— Start Task material —

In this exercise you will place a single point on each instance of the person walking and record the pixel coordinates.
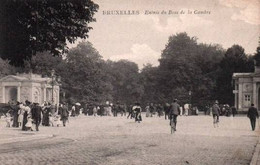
(252, 114)
(234, 111)
(36, 115)
(27, 111)
(166, 110)
(215, 113)
(174, 112)
(147, 110)
(64, 113)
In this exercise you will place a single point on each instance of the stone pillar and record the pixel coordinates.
(240, 95)
(19, 93)
(3, 93)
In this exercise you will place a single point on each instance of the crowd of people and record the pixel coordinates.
(29, 115)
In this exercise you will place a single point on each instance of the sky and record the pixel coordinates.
(141, 37)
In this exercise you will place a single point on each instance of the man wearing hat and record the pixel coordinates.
(36, 115)
(215, 113)
(252, 114)
(174, 112)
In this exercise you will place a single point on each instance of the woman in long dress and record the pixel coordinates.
(27, 110)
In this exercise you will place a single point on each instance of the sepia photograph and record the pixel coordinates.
(129, 82)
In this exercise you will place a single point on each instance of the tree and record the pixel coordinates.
(31, 26)
(83, 76)
(149, 77)
(125, 80)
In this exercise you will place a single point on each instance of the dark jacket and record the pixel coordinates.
(175, 109)
(252, 113)
(36, 112)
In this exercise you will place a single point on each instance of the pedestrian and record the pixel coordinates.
(8, 119)
(27, 111)
(137, 108)
(159, 110)
(252, 114)
(20, 114)
(130, 112)
(46, 114)
(116, 109)
(174, 112)
(152, 109)
(166, 110)
(73, 109)
(147, 109)
(64, 113)
(186, 109)
(215, 113)
(95, 110)
(36, 115)
(181, 110)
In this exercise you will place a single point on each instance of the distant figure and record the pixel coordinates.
(234, 111)
(36, 115)
(137, 108)
(166, 110)
(8, 119)
(174, 112)
(181, 110)
(215, 113)
(73, 111)
(64, 113)
(252, 114)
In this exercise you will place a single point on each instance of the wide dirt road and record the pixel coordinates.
(119, 141)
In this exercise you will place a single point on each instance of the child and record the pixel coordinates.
(29, 123)
(20, 117)
(8, 119)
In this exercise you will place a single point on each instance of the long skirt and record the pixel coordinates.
(24, 128)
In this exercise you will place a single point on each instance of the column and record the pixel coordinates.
(3, 93)
(240, 96)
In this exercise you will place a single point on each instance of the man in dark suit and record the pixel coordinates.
(252, 114)
(36, 115)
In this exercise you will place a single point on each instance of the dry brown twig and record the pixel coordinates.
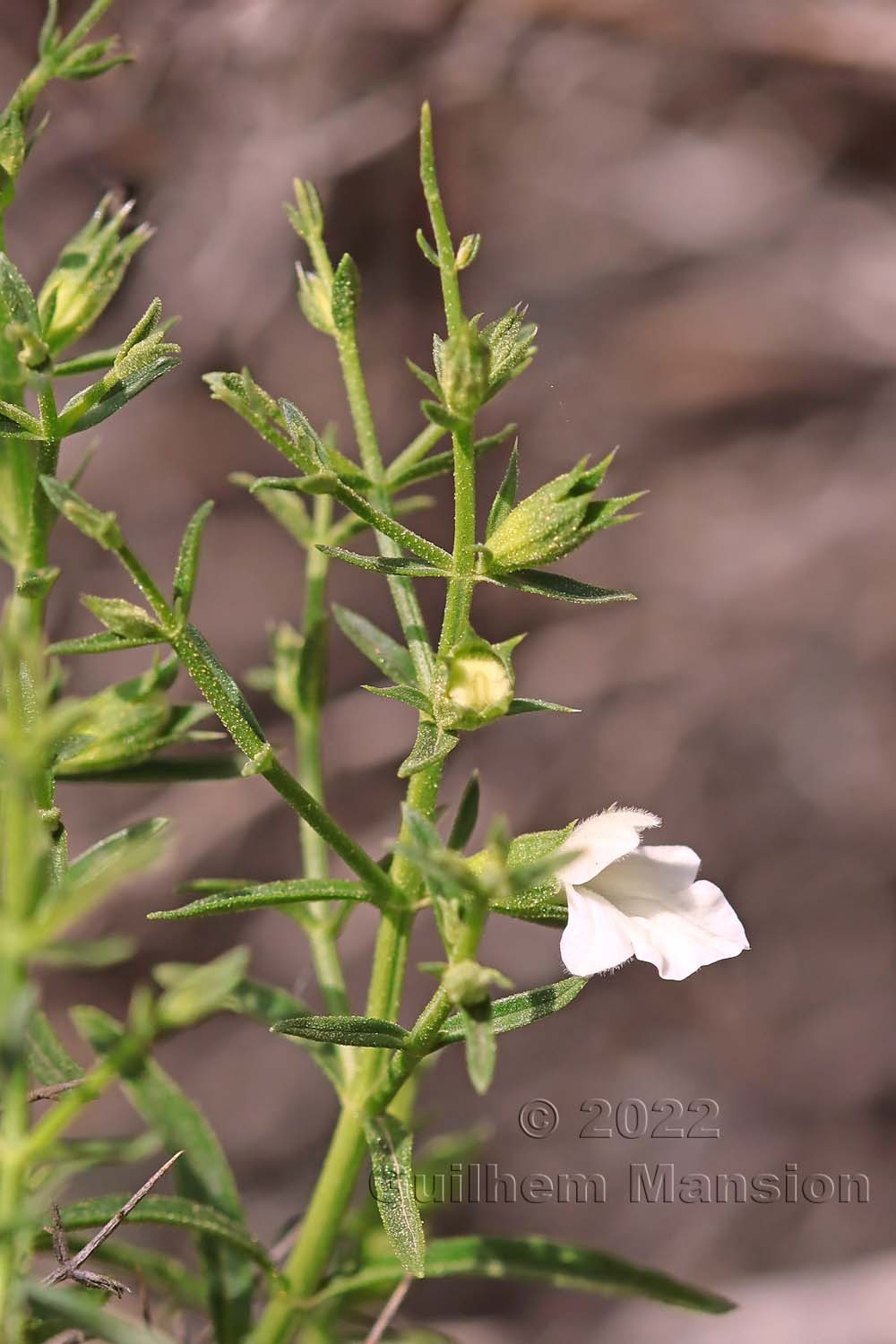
(70, 1265)
(389, 1312)
(54, 1090)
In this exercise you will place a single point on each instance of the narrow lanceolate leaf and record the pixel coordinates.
(409, 470)
(374, 1032)
(382, 650)
(124, 618)
(479, 1047)
(466, 816)
(166, 1210)
(265, 1004)
(538, 1260)
(557, 586)
(228, 765)
(48, 1061)
(268, 895)
(93, 875)
(505, 497)
(203, 1176)
(215, 680)
(195, 992)
(93, 953)
(80, 1311)
(104, 642)
(395, 566)
(432, 746)
(18, 424)
(527, 706)
(390, 1147)
(519, 1010)
(188, 558)
(406, 694)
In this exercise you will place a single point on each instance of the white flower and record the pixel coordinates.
(627, 900)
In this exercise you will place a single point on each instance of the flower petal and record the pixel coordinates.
(675, 925)
(667, 868)
(603, 839)
(597, 935)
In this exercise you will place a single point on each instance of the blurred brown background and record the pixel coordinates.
(697, 202)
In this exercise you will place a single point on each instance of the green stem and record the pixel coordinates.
(444, 245)
(375, 1086)
(460, 591)
(339, 1175)
(403, 593)
(316, 921)
(16, 832)
(35, 82)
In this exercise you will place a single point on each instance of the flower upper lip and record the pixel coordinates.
(627, 900)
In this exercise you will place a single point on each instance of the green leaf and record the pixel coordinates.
(308, 448)
(93, 875)
(16, 422)
(466, 816)
(124, 618)
(269, 895)
(101, 642)
(394, 566)
(505, 497)
(77, 1308)
(441, 416)
(118, 387)
(261, 1003)
(254, 405)
(527, 706)
(196, 655)
(314, 667)
(203, 1176)
(287, 510)
(536, 1260)
(382, 650)
(432, 255)
(519, 1010)
(557, 586)
(48, 1059)
(479, 1047)
(96, 524)
(429, 382)
(125, 723)
(167, 1210)
(374, 1032)
(167, 771)
(390, 1147)
(432, 746)
(201, 991)
(346, 295)
(188, 558)
(93, 953)
(406, 694)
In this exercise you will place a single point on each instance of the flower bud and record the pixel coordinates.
(554, 521)
(88, 273)
(471, 685)
(468, 984)
(463, 371)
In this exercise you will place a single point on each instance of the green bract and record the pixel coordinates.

— End Task material —

Problem requirements:
Copy the material above exactly and drop the pictures.

Expected output:
In this exercise you will place a single point on each instance of the person walking and record the pixel coordinates.
(252, 114)
(234, 111)
(36, 115)
(27, 111)
(166, 110)
(215, 113)
(174, 112)
(147, 110)
(64, 113)
In this exercise you will place a single point on each instance of the stone pillar and record the pixel coordinates.
(240, 95)
(19, 93)
(3, 93)
In this exercise you will place a single point on each instance of the crowd of people and record the pixel coordinates.
(29, 115)
In this exercise you will place a single point on each instance of the sky and record the pixel coordinates.
(141, 37)
In this exercise you will place a single point on each instance of the man wearing hat and record the pixel coordinates.
(36, 115)
(215, 113)
(252, 114)
(174, 112)
In this exercise you will place a single point on each instance of the woman in long dress and record the pixel coordinates.
(27, 110)
In this exercise you will place a single point on each instance of the sepia photograph and record the pixel coordinates.
(129, 82)
In this exercise you will place a single point on each instance of the tree and record the pixel coordinates.
(31, 26)
(83, 76)
(149, 77)
(125, 80)
In this exercise you will place a single point on each instance of the dark jacket and record the pixel coordinates.
(175, 109)
(252, 113)
(36, 112)
In this exercise you will place a single point on each instance of the pedestrian and record the pixel coordinates.
(8, 119)
(27, 111)
(137, 108)
(159, 110)
(252, 114)
(20, 114)
(130, 112)
(46, 114)
(116, 109)
(174, 112)
(152, 109)
(166, 110)
(73, 109)
(147, 109)
(64, 113)
(186, 109)
(215, 113)
(95, 110)
(36, 115)
(181, 110)
In this exercise you will place a single point on each instance of the distant figure and record the pixel coordinates.
(234, 111)
(36, 115)
(137, 108)
(166, 110)
(8, 119)
(174, 112)
(181, 110)
(215, 113)
(73, 111)
(64, 113)
(252, 114)
In this exercise you will place a single point on each instance of the wide dirt road and record the pixel coordinates.
(119, 141)
In this exercise you will place a single point on each instance of the child and record the pixel coordinates.
(29, 123)
(20, 117)
(8, 119)
In this exercise you will place a single point on each instance of the long skirt and record the pixel coordinates.
(24, 128)
In this exercise you will place a single point on each instance of the column and record the pixel coordinates.
(3, 93)
(240, 96)
In this exercise you will place a single point on each instance of the man in dark suit and record the pixel coordinates.
(252, 114)
(36, 115)
In this exercise you will place a single point on each instance of the dry brown twig and record the pixel coordinates.
(70, 1265)
(389, 1312)
(54, 1090)
In this exercise you will place a single point on each instance of the narrow lanceolate leaf and record the pixel coordinates.
(409, 470)
(374, 1032)
(382, 650)
(124, 618)
(479, 1047)
(466, 816)
(166, 1210)
(265, 1004)
(538, 1260)
(557, 586)
(228, 765)
(48, 1061)
(268, 895)
(93, 875)
(505, 497)
(203, 1176)
(215, 680)
(195, 992)
(93, 953)
(80, 1311)
(104, 642)
(395, 566)
(432, 746)
(18, 424)
(527, 706)
(390, 1147)
(519, 1010)
(188, 558)
(406, 694)
In this exercise you will place a single point on each instance of the white flower and record the pixel coordinates.
(627, 900)
In this exercise you will place a single point on each instance of the flower petal and record the pixel coordinates.
(675, 925)
(667, 868)
(603, 839)
(597, 935)
In this exercise you will place a single point on each instance of the blurred brown background and record the pixel coordinates.
(697, 202)
In this exercise you will place a single point on each instance of the green stem and record the pixel coordinates.
(444, 245)
(375, 1086)
(460, 591)
(339, 1175)
(403, 593)
(316, 921)
(16, 832)
(35, 82)
In this exercise you will place a single point on each instance of the flower upper lip and record the pixel coordinates.
(627, 900)
In this exercise you will place a single point on each instance of the green leaf and record the pixel coordinates.
(308, 448)
(93, 875)
(16, 422)
(466, 816)
(124, 618)
(269, 895)
(101, 642)
(394, 566)
(505, 497)
(77, 1308)
(441, 416)
(118, 387)
(261, 1003)
(254, 405)
(527, 706)
(196, 655)
(314, 667)
(203, 1176)
(287, 510)
(536, 1260)
(382, 650)
(432, 255)
(519, 1010)
(557, 586)
(48, 1059)
(479, 1047)
(96, 524)
(429, 382)
(125, 723)
(167, 1210)
(374, 1032)
(167, 771)
(390, 1147)
(432, 746)
(201, 991)
(346, 295)
(188, 558)
(93, 953)
(406, 694)
In this exercise you will place a single point on each instance of the flower bud and record the pixel coordinates.
(554, 521)
(88, 273)
(471, 685)
(468, 984)
(463, 371)
In this exercise you will place a single point on each instance of the green bract and record the pixel coordinates.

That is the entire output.